(Saved data entries)
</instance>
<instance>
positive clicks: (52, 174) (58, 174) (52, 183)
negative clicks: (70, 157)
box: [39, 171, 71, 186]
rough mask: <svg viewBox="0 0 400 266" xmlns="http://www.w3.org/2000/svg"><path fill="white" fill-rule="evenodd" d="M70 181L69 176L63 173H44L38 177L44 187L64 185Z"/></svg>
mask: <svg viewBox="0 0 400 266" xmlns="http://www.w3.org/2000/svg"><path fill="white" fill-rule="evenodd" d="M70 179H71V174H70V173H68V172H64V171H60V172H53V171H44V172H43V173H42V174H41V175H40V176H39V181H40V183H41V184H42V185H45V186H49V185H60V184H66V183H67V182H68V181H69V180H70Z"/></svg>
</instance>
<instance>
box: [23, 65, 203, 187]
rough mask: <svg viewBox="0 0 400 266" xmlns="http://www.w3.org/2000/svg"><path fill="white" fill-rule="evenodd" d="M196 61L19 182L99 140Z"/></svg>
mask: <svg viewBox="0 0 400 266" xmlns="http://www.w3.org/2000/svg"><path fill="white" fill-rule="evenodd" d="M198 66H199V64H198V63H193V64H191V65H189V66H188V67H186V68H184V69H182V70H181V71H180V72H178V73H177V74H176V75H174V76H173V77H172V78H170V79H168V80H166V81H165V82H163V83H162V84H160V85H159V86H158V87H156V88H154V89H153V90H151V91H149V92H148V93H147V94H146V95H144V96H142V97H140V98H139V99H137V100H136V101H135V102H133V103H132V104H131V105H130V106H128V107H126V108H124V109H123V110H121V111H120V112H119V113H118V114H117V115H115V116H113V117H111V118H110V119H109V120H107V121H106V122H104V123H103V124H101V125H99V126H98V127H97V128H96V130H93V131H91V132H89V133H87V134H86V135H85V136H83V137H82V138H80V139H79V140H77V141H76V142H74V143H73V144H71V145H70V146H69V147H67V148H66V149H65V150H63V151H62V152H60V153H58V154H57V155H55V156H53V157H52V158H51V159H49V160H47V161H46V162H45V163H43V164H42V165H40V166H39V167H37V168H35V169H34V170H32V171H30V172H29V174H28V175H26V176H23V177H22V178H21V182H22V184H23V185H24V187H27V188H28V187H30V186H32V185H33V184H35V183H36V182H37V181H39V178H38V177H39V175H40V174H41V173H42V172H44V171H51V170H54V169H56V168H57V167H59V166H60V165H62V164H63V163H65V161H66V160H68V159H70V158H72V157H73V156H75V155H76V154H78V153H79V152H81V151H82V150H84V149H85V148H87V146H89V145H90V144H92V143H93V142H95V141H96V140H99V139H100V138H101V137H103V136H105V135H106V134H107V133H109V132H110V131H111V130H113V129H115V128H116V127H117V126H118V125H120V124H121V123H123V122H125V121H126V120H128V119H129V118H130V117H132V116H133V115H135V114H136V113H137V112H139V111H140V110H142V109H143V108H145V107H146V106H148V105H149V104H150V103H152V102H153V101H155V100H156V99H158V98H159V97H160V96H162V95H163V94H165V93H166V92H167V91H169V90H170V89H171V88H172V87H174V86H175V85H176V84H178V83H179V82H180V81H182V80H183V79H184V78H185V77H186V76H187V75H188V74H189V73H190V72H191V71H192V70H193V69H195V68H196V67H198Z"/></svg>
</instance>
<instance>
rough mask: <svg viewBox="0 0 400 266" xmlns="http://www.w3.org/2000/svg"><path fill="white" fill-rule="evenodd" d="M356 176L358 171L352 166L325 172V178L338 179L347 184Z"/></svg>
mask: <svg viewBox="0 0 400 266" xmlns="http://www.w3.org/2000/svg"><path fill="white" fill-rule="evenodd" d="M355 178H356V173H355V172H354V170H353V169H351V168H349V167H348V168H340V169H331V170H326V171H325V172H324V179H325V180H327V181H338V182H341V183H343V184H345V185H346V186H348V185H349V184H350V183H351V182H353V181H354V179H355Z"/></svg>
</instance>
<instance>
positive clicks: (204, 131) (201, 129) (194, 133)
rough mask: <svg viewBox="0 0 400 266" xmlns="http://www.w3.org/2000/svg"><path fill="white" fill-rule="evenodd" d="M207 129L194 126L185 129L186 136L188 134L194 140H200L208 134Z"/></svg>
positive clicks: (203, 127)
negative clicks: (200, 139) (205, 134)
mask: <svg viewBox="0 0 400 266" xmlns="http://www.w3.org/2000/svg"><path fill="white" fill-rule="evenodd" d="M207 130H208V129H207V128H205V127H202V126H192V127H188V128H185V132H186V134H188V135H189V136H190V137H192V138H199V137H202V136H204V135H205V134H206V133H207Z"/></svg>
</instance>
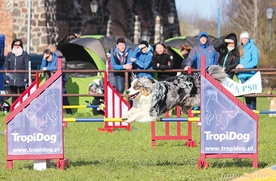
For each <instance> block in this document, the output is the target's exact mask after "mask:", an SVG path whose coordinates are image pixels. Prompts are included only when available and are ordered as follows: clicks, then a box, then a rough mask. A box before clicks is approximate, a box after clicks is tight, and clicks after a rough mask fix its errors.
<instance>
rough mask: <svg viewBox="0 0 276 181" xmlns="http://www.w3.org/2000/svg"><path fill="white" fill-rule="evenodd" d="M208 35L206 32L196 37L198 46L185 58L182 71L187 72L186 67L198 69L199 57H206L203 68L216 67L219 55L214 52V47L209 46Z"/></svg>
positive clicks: (198, 66) (214, 49)
mask: <svg viewBox="0 0 276 181" xmlns="http://www.w3.org/2000/svg"><path fill="white" fill-rule="evenodd" d="M208 38H209V35H208V33H206V32H201V33H199V35H198V45H197V46H194V47H193V48H192V50H191V51H190V54H189V56H188V58H187V63H186V67H185V68H184V70H188V67H196V69H200V65H201V60H200V57H201V56H202V55H204V56H205V57H206V63H205V66H206V67H209V66H210V65H217V64H218V58H219V53H218V52H217V51H216V50H215V48H214V46H213V45H211V44H209V41H208Z"/></svg>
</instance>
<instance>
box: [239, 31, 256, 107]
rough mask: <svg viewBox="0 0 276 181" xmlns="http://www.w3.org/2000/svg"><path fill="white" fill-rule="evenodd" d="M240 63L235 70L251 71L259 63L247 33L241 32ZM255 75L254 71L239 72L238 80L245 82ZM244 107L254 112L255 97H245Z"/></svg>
mask: <svg viewBox="0 0 276 181" xmlns="http://www.w3.org/2000/svg"><path fill="white" fill-rule="evenodd" d="M239 53H240V63H239V64H238V65H237V67H236V68H237V69H239V70H241V69H252V68H257V65H258V63H259V50H258V48H257V47H256V46H255V44H254V40H252V39H250V36H249V33H248V32H247V31H243V32H241V34H240V45H239ZM254 74H255V72H254V71H250V72H239V73H238V79H239V81H240V83H244V82H246V81H247V80H248V79H250V78H251V77H252V76H253V75H254ZM245 102H246V106H247V107H248V108H250V109H252V110H256V107H257V103H256V97H245Z"/></svg>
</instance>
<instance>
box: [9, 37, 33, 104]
mask: <svg viewBox="0 0 276 181" xmlns="http://www.w3.org/2000/svg"><path fill="white" fill-rule="evenodd" d="M29 61H30V56H29V54H28V53H27V52H26V51H24V50H23V42H22V40H21V39H15V40H13V41H12V44H11V52H9V53H8V55H7V57H6V59H5V70H14V72H6V73H5V77H4V79H5V84H7V85H8V86H9V88H10V91H11V94H22V93H23V92H24V91H25V89H26V87H27V84H28V72H24V73H22V72H16V70H28V63H29ZM17 97H18V96H17ZM17 97H15V96H13V97H12V102H14V101H15V100H16V99H17Z"/></svg>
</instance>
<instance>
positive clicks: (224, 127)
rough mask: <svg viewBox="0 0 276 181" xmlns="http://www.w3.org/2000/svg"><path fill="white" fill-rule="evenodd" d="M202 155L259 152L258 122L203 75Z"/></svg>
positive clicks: (201, 124) (202, 87)
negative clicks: (208, 80)
mask: <svg viewBox="0 0 276 181" xmlns="http://www.w3.org/2000/svg"><path fill="white" fill-rule="evenodd" d="M201 86H203V87H202V90H203V93H202V94H201V96H202V97H201V100H202V103H201V110H200V111H201V122H202V124H201V126H202V127H201V153H256V151H257V150H256V143H257V140H256V126H257V125H256V121H255V120H254V119H253V118H252V117H251V116H249V115H248V114H247V113H246V112H244V111H243V110H242V109H241V108H240V107H239V106H238V105H236V104H235V103H234V102H233V101H232V100H230V99H229V98H228V97H227V96H226V95H225V94H223V93H222V92H221V91H220V90H219V89H218V88H216V87H215V86H214V85H213V84H211V83H210V82H209V81H208V80H207V79H206V78H205V77H203V76H201Z"/></svg>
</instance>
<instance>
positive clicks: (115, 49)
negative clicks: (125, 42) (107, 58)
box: [113, 43, 130, 54]
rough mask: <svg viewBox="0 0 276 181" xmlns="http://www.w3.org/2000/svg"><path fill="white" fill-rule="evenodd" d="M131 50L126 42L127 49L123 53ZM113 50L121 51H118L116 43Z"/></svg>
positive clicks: (116, 50)
mask: <svg viewBox="0 0 276 181" xmlns="http://www.w3.org/2000/svg"><path fill="white" fill-rule="evenodd" d="M129 50H130V47H129V46H128V44H127V43H126V49H125V51H124V52H123V54H125V53H126V52H129ZM113 51H114V52H115V53H116V54H118V53H119V51H118V50H117V48H116V45H115V46H114V48H113Z"/></svg>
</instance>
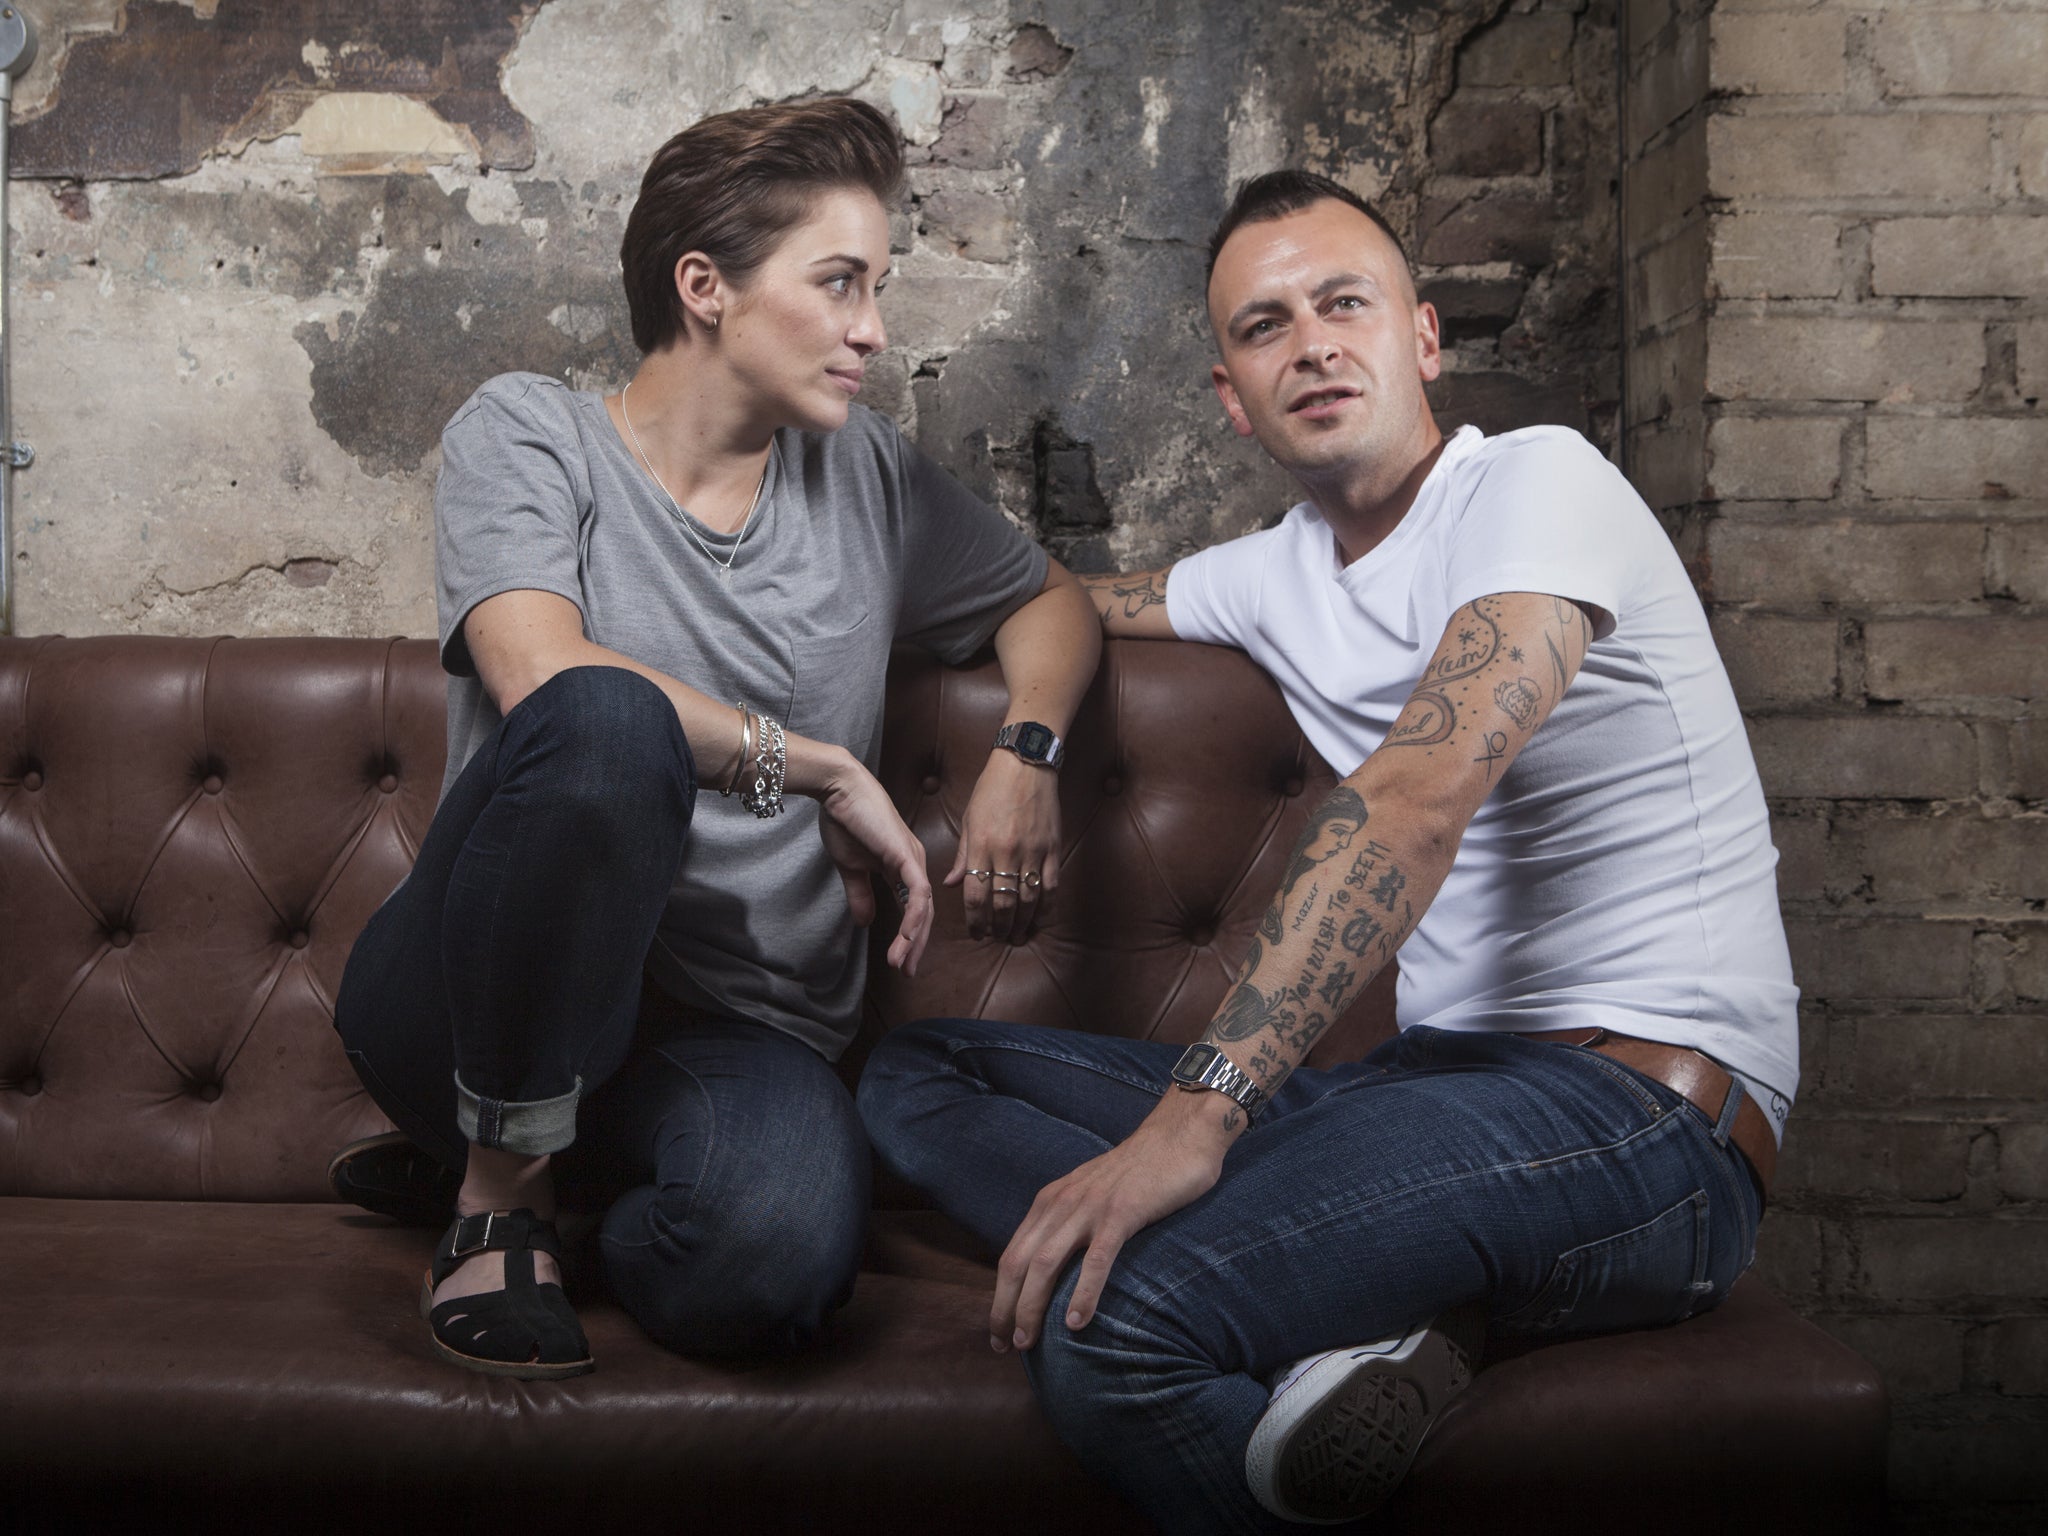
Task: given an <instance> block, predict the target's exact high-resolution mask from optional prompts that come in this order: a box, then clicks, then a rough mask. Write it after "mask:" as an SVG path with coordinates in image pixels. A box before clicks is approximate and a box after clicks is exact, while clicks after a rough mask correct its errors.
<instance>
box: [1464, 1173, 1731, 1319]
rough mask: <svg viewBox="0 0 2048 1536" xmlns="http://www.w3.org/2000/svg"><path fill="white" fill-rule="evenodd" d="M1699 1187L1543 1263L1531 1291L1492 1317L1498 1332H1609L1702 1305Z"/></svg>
mask: <svg viewBox="0 0 2048 1536" xmlns="http://www.w3.org/2000/svg"><path fill="white" fill-rule="evenodd" d="M1708 1245H1710V1243H1708V1206H1706V1190H1694V1192H1692V1194H1688V1196H1686V1198H1683V1200H1679V1202H1677V1204H1675V1206H1671V1208H1669V1210H1665V1212H1663V1214H1661V1217H1655V1219H1651V1221H1647V1223H1642V1225H1640V1227H1630V1229H1628V1231H1624V1233H1616V1235H1614V1237H1604V1239H1599V1241H1597V1243H1585V1245H1581V1247H1575V1249H1571V1251H1567V1253H1563V1255H1559V1260H1556V1264H1554V1266H1552V1268H1550V1278H1548V1280H1546V1282H1544V1286H1542V1290H1538V1292H1536V1298H1534V1300H1530V1303H1528V1305H1526V1307H1520V1309H1516V1311H1513V1313H1507V1315H1505V1317H1501V1319H1497V1321H1495V1327H1497V1329H1501V1331H1503V1333H1608V1331H1614V1329H1628V1327H1659V1325H1663V1323H1677V1321H1683V1319H1688V1317H1692V1315H1694V1313H1696V1311H1700V1307H1704V1305H1708V1303H1710V1298H1712V1292H1714V1284H1712V1280H1710V1278H1708Z"/></svg>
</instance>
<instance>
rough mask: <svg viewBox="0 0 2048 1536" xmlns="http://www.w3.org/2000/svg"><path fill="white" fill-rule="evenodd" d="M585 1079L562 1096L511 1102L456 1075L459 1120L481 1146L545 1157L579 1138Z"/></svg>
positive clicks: (467, 1133) (581, 1078)
mask: <svg viewBox="0 0 2048 1536" xmlns="http://www.w3.org/2000/svg"><path fill="white" fill-rule="evenodd" d="M582 1096H584V1079H582V1077H578V1079H575V1087H571V1090H569V1092H567V1094H563V1096H559V1098H537V1100H524V1102H510V1100H502V1098H481V1096H479V1094H471V1092H469V1085H467V1083H463V1075H461V1073H457V1075H455V1124H457V1126H461V1130H463V1135H465V1137H467V1139H469V1141H471V1143H473V1145H477V1147H498V1149H502V1151H508V1153H518V1155H520V1157H545V1155H547V1153H557V1151H561V1149H563V1147H567V1145H569V1143H573V1141H575V1102H578V1100H580V1098H582Z"/></svg>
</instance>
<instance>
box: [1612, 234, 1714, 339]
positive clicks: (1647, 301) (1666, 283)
mask: <svg viewBox="0 0 2048 1536" xmlns="http://www.w3.org/2000/svg"><path fill="white" fill-rule="evenodd" d="M1704 299H1706V231H1704V229H1700V225H1692V227H1688V229H1681V231H1679V233H1677V236H1675V238H1671V240H1667V242H1663V244H1661V246H1653V248H1651V250H1649V252H1645V254H1642V256H1638V258H1634V260H1630V262H1628V305H1630V315H1628V324H1630V326H1632V328H1634V330H1636V334H1640V332H1645V330H1655V328H1657V326H1663V324H1665V322H1671V319H1677V317H1679V315H1683V313H1686V311H1688V309H1696V307H1698V305H1700V303H1702V301H1704Z"/></svg>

*PROBLEM TO WORK ON*.
Given the records above, return the lines starting at the one that holds "50L126 42L127 49L123" and ending at the one that holds "box: [1464, 1173, 1731, 1319]", exactly, and nothing besides; leave every picture out.

*RESPONSE AREA*.
rough mask: <svg viewBox="0 0 276 181" xmlns="http://www.w3.org/2000/svg"><path fill="white" fill-rule="evenodd" d="M131 50L126 42L127 49L123 53ZM113 50L121 51H118L116 43Z"/></svg>
positive clicks: (116, 50)
mask: <svg viewBox="0 0 276 181" xmlns="http://www.w3.org/2000/svg"><path fill="white" fill-rule="evenodd" d="M129 50H130V47H129V46H128V44H127V43H126V49H125V51H124V52H123V54H125V53H126V52H129ZM113 51H114V52H115V53H116V54H118V53H119V51H118V50H117V48H116V45H115V46H114V48H113Z"/></svg>
</instance>
Task: given an <instance> block, predict the target's exact high-resolution mask from optional prompts that come in this order: a box, then clicks, then a rough mask. Write it after "mask:" as an SVG path with coordinates in image pixels. A box before clicks is approximate and a box after clicks is exact, while clicks after a rough mask correct its errors.
<instance>
box: [1464, 1173, 1731, 1319]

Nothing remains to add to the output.